**Exercise brief**
Convert every line of the records below into a JSON list of strings, with one string per line. Omit blank lines and leave out the pictures.

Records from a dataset

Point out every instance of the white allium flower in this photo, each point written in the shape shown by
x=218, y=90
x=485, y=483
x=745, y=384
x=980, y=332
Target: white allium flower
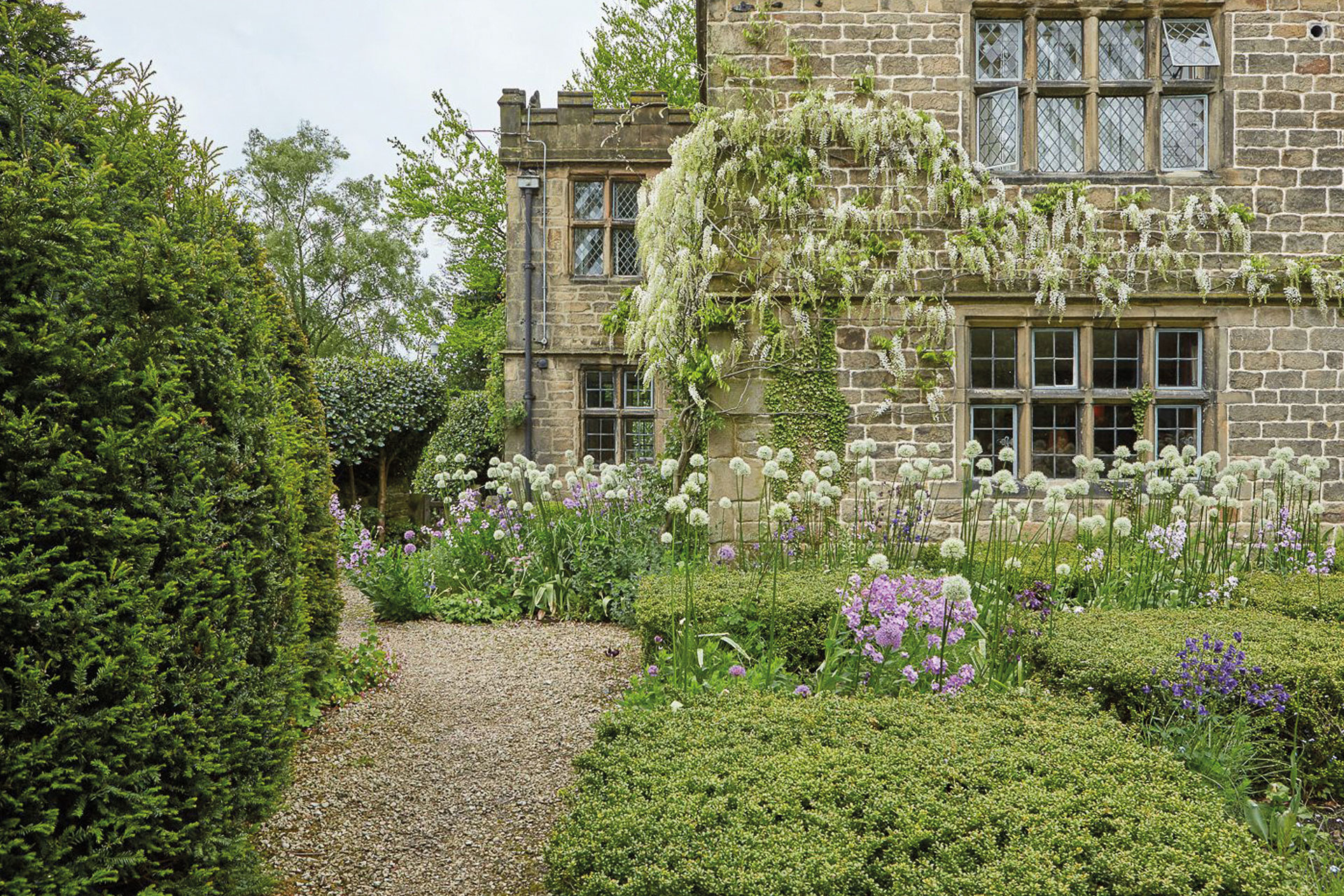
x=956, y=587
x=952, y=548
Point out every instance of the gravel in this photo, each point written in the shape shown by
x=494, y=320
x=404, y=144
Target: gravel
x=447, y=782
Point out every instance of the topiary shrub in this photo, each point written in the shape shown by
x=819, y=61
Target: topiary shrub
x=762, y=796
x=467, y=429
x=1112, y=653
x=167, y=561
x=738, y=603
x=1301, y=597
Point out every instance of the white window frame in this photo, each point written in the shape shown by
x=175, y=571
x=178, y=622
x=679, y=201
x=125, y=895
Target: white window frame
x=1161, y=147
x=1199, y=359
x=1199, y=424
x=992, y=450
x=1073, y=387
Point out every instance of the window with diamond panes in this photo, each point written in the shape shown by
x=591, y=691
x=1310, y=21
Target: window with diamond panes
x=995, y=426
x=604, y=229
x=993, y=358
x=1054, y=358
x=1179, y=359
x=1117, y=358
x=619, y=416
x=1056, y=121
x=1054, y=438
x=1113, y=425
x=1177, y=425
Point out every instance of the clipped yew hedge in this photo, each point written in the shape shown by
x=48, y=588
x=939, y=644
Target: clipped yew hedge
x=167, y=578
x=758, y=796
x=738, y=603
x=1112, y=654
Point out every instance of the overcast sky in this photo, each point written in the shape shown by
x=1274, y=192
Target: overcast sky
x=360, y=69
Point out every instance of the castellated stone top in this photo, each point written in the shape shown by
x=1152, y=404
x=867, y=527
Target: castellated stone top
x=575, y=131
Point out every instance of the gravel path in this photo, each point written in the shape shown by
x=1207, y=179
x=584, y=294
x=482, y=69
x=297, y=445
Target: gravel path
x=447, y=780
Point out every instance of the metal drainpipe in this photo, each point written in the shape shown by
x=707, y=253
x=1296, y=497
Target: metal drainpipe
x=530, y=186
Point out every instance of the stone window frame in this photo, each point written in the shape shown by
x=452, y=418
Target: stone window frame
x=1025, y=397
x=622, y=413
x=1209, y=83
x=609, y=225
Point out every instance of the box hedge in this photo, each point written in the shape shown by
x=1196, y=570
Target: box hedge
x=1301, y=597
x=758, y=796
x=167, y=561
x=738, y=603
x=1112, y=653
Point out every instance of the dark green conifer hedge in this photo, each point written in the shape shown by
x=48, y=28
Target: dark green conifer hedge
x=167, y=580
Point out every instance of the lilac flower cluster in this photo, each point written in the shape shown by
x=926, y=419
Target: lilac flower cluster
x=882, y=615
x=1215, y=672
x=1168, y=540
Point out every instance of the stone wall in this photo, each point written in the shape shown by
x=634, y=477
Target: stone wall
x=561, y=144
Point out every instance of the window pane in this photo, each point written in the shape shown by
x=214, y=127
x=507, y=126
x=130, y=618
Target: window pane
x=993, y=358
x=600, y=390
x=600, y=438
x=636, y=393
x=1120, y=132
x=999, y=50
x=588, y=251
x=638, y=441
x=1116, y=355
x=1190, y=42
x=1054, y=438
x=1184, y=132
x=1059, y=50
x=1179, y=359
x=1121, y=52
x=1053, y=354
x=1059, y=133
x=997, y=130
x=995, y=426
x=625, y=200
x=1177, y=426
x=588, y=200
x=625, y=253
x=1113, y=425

**Complete answer**
[
  "Point out every instance of the white allium flower in this photo, each point written in the shape shown by",
  "x=218, y=90",
  "x=485, y=483",
  "x=745, y=384",
  "x=980, y=332",
  "Target: white allium flower",
  "x=956, y=587",
  "x=952, y=548",
  "Point out every instance of the gravel in this photo, each point written in the shape shown by",
  "x=494, y=320",
  "x=404, y=144",
  "Target: gravel",
  "x=447, y=782",
  "Point out every instance of the topiary shrub in this photo, each point written in the shape shown by",
  "x=819, y=61",
  "Target: topiary shrub",
  "x=762, y=796",
  "x=467, y=429",
  "x=1112, y=653",
  "x=167, y=561",
  "x=738, y=603",
  "x=1301, y=597",
  "Point out every instance of the white window frame in this photo, each point written in the shape shown by",
  "x=175, y=571",
  "x=178, y=622",
  "x=679, y=201",
  "x=125, y=895",
  "Target: white window frame",
  "x=1161, y=147",
  "x=1199, y=359",
  "x=1199, y=424",
  "x=992, y=450",
  "x=1073, y=387",
  "Point out every instance of the window with diamond panes in this photo, each point written in the shape shown by",
  "x=591, y=691",
  "x=1310, y=21",
  "Target: window with diamond panes",
  "x=995, y=426",
  "x=604, y=229",
  "x=993, y=358",
  "x=1054, y=358",
  "x=1179, y=359",
  "x=1117, y=358",
  "x=619, y=416",
  "x=1056, y=121",
  "x=1054, y=438",
  "x=1113, y=425",
  "x=1177, y=425",
  "Point out every instance of the clipped yew hedge in this photo, each point written in the shape shown by",
  "x=48, y=588",
  "x=939, y=644",
  "Target: clipped yew hedge",
  "x=167, y=578",
  "x=758, y=796",
  "x=738, y=603",
  "x=1112, y=654",
  "Point out every instance of the overcast sky in this photo, each point written in the shape shown by",
  "x=1274, y=192",
  "Target: overcast sky",
  "x=360, y=69",
  "Point out every instance of the castellated stone top in this photo, each point written in the shape shown by",
  "x=1152, y=404",
  "x=867, y=527",
  "Target: castellated stone top",
  "x=575, y=131",
  "Point out every instance of the gravel path in this photo, each point written in the shape shown by",
  "x=1207, y=179",
  "x=584, y=294",
  "x=482, y=69",
  "x=297, y=445",
  "Target: gravel path",
  "x=447, y=780",
  "Point out every instance of the metal drainpipe in this photo, each point written in the shape shown by",
  "x=707, y=253",
  "x=1296, y=497",
  "Target: metal drainpipe",
  "x=530, y=186",
  "Point out every instance of the stone window frame in this photo, each point written in the shape shown by",
  "x=452, y=418",
  "Target: stone window frame",
  "x=1025, y=397",
  "x=622, y=413",
  "x=1209, y=83",
  "x=609, y=225",
  "Point out every instance of the box hedge in this photo, each point written in the shape shown by",
  "x=1196, y=570",
  "Target: box hedge",
  "x=1301, y=597",
  "x=758, y=796",
  "x=167, y=561",
  "x=738, y=603",
  "x=1112, y=653",
  "Point out every instance of the dark green conifer hedge in this photo, each point written in the shape shown by",
  "x=48, y=28",
  "Target: dark green conifer hedge",
  "x=167, y=580",
  "Point out every instance of the lilac flower cluster in this photo, each point written in the shape shown by",
  "x=926, y=419",
  "Target: lilac flower cluster",
  "x=882, y=615",
  "x=1215, y=672",
  "x=1168, y=540",
  "Point out every instance of the stone wall in this photo, each point written in the shape shown by",
  "x=634, y=477",
  "Target: stone wall",
  "x=561, y=144",
  "Point out every instance of the window pane in this photo, each point written in the shape shown by",
  "x=214, y=127",
  "x=507, y=126",
  "x=130, y=618",
  "Target: window pane",
  "x=993, y=358",
  "x=600, y=390",
  "x=600, y=438",
  "x=636, y=393",
  "x=1120, y=132",
  "x=999, y=50",
  "x=588, y=251",
  "x=638, y=441",
  "x=1116, y=355",
  "x=1190, y=42",
  "x=1054, y=438",
  "x=1184, y=132",
  "x=1059, y=50",
  "x=1179, y=359",
  "x=1121, y=52",
  "x=1053, y=354",
  "x=1059, y=133",
  "x=997, y=130",
  "x=995, y=426",
  "x=625, y=200",
  "x=1177, y=426",
  "x=588, y=200",
  "x=625, y=253",
  "x=1113, y=425"
]